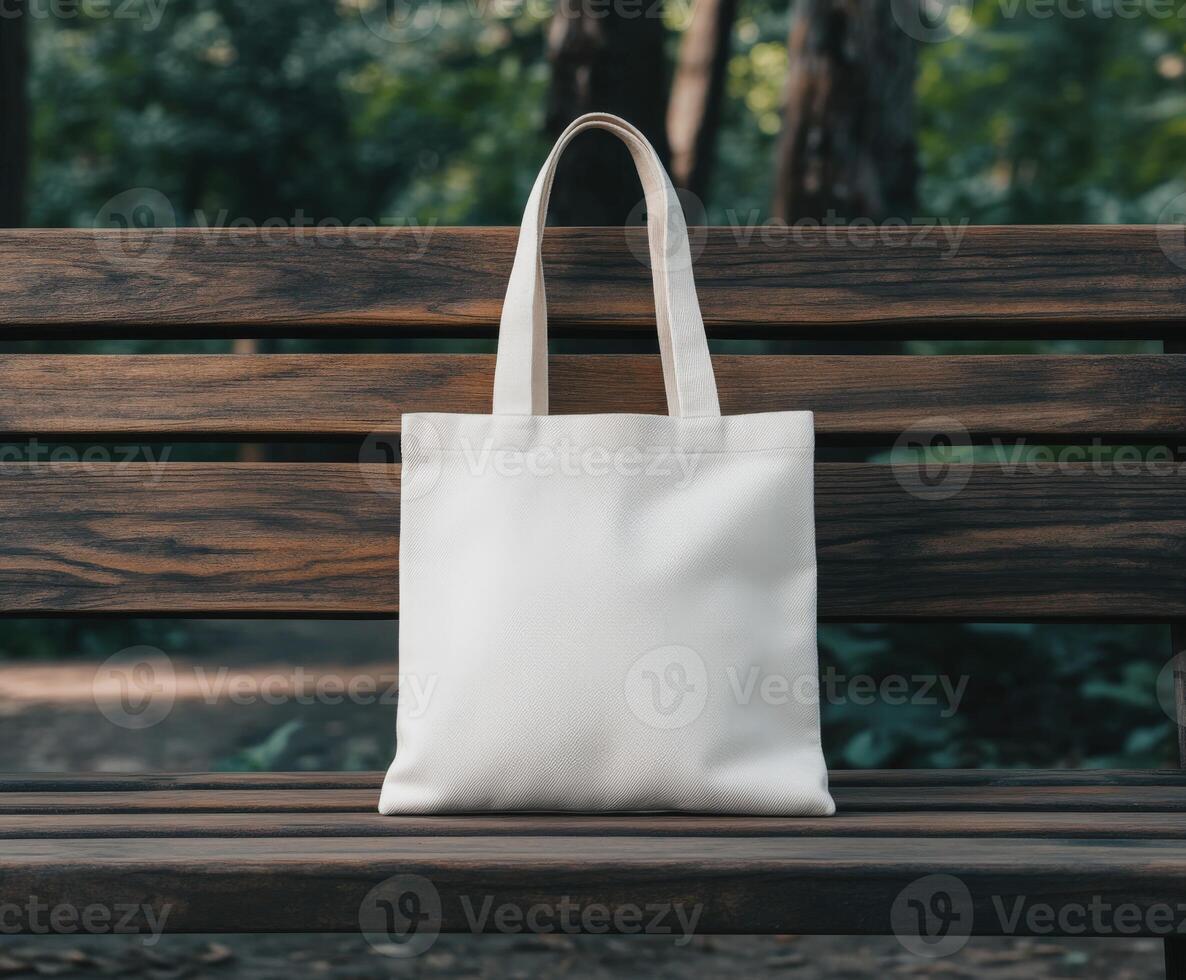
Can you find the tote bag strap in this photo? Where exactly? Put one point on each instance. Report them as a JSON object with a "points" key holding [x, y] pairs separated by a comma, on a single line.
{"points": [[521, 374]]}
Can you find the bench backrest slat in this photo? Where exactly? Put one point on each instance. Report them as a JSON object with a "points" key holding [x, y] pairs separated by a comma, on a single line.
{"points": [[344, 396], [986, 282], [259, 539], [291, 539]]}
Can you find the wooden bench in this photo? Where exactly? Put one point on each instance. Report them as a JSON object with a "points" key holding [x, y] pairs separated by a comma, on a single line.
{"points": [[298, 852]]}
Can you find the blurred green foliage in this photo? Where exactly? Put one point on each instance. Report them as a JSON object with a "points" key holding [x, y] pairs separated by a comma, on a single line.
{"points": [[240, 110]]}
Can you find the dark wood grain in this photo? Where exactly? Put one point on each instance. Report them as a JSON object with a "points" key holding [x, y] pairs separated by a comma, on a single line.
{"points": [[1092, 825], [343, 396], [747, 885], [887, 778], [999, 281], [289, 539], [1073, 799]]}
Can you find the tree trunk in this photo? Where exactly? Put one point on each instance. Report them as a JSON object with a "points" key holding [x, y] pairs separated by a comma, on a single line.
{"points": [[694, 112], [848, 134], [605, 57], [13, 113]]}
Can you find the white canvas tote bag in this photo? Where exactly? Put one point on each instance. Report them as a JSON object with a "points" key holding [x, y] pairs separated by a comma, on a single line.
{"points": [[607, 612]]}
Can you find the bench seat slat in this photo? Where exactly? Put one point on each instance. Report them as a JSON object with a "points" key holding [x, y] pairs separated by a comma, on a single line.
{"points": [[349, 396], [1169, 799], [891, 778], [994, 281], [745, 885], [320, 539], [926, 823]]}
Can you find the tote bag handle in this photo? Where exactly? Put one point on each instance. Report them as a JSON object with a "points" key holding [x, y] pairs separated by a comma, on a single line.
{"points": [[521, 374]]}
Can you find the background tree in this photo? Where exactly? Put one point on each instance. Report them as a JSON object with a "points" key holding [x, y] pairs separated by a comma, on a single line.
{"points": [[848, 135], [13, 113], [694, 112], [606, 57]]}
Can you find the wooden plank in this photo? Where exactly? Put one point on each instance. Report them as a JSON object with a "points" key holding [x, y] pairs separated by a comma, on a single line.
{"points": [[941, 823], [321, 539], [848, 799], [994, 281], [349, 396], [746, 885], [890, 778]]}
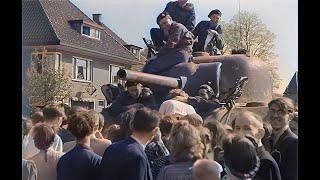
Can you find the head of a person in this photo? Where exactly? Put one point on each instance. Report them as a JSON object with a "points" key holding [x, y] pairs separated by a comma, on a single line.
{"points": [[240, 156], [215, 16], [182, 2], [54, 115], [205, 136], [82, 124], [96, 118], [217, 132], [101, 122], [37, 118], [249, 123], [134, 89], [43, 136], [206, 169], [293, 124], [177, 92], [184, 143], [165, 125], [205, 91], [280, 112], [146, 121], [165, 21], [194, 119]]}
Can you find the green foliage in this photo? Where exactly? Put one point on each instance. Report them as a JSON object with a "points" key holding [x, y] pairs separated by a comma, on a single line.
{"points": [[51, 83]]}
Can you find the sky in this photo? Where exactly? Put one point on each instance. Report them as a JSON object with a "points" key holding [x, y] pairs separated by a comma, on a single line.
{"points": [[133, 19]]}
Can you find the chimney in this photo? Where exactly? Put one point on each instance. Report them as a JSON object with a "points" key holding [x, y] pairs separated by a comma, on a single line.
{"points": [[96, 18]]}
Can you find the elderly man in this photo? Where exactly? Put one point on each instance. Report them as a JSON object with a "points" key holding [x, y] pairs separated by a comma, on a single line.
{"points": [[177, 49], [250, 124], [182, 12], [283, 143], [208, 33], [134, 96]]}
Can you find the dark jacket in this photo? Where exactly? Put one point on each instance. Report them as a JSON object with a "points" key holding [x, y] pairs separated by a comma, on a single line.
{"points": [[201, 31], [269, 169], [125, 160], [179, 39], [285, 152], [125, 101], [81, 163], [184, 15]]}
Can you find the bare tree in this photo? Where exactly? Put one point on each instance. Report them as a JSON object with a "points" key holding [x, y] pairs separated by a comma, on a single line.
{"points": [[246, 31], [47, 81]]}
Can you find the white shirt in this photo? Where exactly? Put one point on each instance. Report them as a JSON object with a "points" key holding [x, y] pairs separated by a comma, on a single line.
{"points": [[171, 106], [143, 146]]}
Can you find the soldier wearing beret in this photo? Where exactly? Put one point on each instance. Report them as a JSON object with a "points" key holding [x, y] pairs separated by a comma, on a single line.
{"points": [[208, 33], [177, 49], [134, 96], [181, 12]]}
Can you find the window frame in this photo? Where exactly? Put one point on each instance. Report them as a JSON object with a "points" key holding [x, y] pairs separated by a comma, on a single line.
{"points": [[91, 31], [74, 73], [111, 80]]}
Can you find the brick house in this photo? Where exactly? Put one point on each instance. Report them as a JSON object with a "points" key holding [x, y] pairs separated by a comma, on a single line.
{"points": [[88, 48]]}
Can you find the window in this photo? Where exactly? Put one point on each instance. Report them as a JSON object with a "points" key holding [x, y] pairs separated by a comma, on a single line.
{"points": [[101, 103], [95, 33], [82, 69], [113, 74], [91, 32], [86, 30], [53, 60]]}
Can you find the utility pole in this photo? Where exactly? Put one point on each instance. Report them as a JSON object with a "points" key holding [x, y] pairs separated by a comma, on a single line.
{"points": [[240, 39]]}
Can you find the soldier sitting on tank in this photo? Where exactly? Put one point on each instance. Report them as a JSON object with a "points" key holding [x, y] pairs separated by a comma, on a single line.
{"points": [[135, 96], [181, 12], [208, 33], [177, 49]]}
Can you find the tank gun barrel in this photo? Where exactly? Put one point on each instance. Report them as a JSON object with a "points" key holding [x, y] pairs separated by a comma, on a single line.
{"points": [[125, 74]]}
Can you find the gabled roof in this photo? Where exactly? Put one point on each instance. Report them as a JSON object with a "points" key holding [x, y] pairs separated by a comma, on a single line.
{"points": [[47, 22]]}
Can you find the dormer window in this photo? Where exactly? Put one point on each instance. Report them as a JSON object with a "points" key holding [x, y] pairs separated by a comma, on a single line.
{"points": [[91, 32]]}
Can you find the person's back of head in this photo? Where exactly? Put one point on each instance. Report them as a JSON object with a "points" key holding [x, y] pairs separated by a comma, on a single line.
{"points": [[54, 115], [165, 125], [206, 169], [240, 156], [81, 124], [217, 132], [184, 142], [37, 117], [145, 120], [205, 136], [43, 136]]}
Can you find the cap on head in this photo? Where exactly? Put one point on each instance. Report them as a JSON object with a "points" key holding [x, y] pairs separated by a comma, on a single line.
{"points": [[215, 11], [161, 16]]}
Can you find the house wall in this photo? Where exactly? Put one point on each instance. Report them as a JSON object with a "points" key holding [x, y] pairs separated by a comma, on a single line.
{"points": [[99, 78]]}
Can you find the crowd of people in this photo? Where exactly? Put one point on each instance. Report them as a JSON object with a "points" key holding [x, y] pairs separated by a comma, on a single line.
{"points": [[169, 143], [183, 139]]}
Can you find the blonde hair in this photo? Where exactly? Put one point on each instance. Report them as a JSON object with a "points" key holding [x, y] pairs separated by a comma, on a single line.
{"points": [[184, 142]]}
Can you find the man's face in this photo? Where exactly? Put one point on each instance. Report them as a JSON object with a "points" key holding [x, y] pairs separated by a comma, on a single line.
{"points": [[246, 125], [165, 23], [135, 91], [215, 18], [278, 118], [204, 94]]}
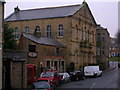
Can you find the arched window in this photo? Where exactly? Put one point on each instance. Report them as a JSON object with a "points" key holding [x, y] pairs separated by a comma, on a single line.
{"points": [[16, 33], [49, 31], [37, 29], [60, 30], [27, 30]]}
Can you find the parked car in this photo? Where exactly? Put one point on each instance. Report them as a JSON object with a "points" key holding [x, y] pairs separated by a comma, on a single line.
{"points": [[41, 85], [76, 75], [52, 77], [65, 77], [92, 71], [119, 64]]}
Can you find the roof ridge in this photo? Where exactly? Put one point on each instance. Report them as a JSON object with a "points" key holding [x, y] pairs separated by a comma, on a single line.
{"points": [[51, 7]]}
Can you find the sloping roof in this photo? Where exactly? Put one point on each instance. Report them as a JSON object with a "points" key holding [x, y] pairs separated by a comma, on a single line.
{"points": [[44, 40], [99, 27], [41, 13], [15, 55]]}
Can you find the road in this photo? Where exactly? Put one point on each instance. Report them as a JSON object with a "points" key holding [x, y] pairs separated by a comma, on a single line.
{"points": [[108, 80]]}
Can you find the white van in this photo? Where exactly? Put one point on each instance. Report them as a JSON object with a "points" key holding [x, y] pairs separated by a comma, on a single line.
{"points": [[92, 71]]}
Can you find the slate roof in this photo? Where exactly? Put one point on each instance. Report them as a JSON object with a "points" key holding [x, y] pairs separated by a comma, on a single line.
{"points": [[99, 27], [44, 40], [41, 13], [15, 55]]}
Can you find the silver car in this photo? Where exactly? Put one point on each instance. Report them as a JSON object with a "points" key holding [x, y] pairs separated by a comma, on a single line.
{"points": [[65, 77]]}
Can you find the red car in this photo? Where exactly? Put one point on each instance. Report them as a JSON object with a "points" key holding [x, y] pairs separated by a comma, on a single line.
{"points": [[52, 77]]}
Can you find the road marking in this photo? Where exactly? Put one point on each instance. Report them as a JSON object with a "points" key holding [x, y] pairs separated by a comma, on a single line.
{"points": [[93, 85]]}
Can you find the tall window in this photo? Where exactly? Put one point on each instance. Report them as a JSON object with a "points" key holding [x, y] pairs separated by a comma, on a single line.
{"points": [[37, 29], [16, 33], [57, 51], [60, 30], [27, 30], [49, 31]]}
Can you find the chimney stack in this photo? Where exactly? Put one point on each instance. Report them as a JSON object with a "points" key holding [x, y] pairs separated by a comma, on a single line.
{"points": [[16, 9]]}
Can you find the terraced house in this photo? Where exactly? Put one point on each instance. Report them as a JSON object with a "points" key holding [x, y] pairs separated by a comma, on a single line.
{"points": [[1, 30], [64, 37]]}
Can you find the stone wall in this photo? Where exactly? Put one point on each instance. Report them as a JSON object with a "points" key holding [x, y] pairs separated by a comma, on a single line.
{"points": [[18, 75]]}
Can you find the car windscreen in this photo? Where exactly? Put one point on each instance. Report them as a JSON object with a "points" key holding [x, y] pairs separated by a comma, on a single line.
{"points": [[40, 85], [47, 74]]}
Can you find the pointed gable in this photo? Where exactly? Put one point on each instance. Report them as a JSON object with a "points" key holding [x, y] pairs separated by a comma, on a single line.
{"points": [[85, 14]]}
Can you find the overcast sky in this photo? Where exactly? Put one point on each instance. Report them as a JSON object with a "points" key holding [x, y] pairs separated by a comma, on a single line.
{"points": [[105, 12]]}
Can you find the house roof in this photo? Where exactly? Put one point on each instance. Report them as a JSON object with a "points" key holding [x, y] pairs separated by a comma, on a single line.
{"points": [[44, 40], [41, 13], [15, 55]]}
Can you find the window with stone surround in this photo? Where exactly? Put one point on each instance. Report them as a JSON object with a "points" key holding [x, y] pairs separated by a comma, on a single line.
{"points": [[16, 33], [60, 30], [49, 31]]}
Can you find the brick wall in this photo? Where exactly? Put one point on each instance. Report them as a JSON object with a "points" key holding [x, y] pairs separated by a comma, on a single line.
{"points": [[18, 75]]}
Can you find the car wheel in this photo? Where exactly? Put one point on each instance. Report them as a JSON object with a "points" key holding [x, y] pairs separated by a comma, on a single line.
{"points": [[100, 74], [77, 78]]}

Aim of the exercise: Set down the line holding "Can you find the house roof" and all later lines through the last one in the material above, exactly, and no other lines.

The completed task:
Can you find the house roof in this photo? Where exactly? Put one point on each instance. Report them as a JSON object with a "points" key holding [x, y] pairs separated by a comma, on a single line.
{"points": [[44, 40], [41, 13], [15, 55]]}
Can you find the window with stone surround in this photo? Where exactly? Put one point on each instance. Report them as a JSON object with a "points" key holding [x, y] pairs separated by a comma, on a single line.
{"points": [[16, 33], [60, 30], [49, 31]]}
Can you find the brick wall in this photo? Where exactly? Put one point on each instance. Report them as a JSON object with a "points" key holding [x, y] pairs separated by a comma, on a single line.
{"points": [[18, 75]]}
Can you find the car wheel in this photo? Where exactly? Put one point on each instance. Report them as a JSON object with a "points" key holding [x, y] pairs separated by a comma, on a single line.
{"points": [[100, 74], [77, 78]]}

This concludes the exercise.